• What is asked: Echo the lines in the records below, from the line containing "Tag each instance of the blue" through the line containing "x=120, y=499", both included, and nothing else.

[Dataset excerpts on object pointing]
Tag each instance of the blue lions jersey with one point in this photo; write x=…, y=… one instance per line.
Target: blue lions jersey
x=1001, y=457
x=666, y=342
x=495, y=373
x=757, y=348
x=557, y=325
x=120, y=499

---

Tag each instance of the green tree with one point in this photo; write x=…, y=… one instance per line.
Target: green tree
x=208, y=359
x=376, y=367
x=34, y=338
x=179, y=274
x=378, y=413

• Solution:
Tag each instance of the blue lions jersey with one point in this photo; write x=…, y=… one instance per line.
Target: blue lions jersey
x=1001, y=457
x=666, y=342
x=495, y=373
x=757, y=348
x=557, y=325
x=120, y=499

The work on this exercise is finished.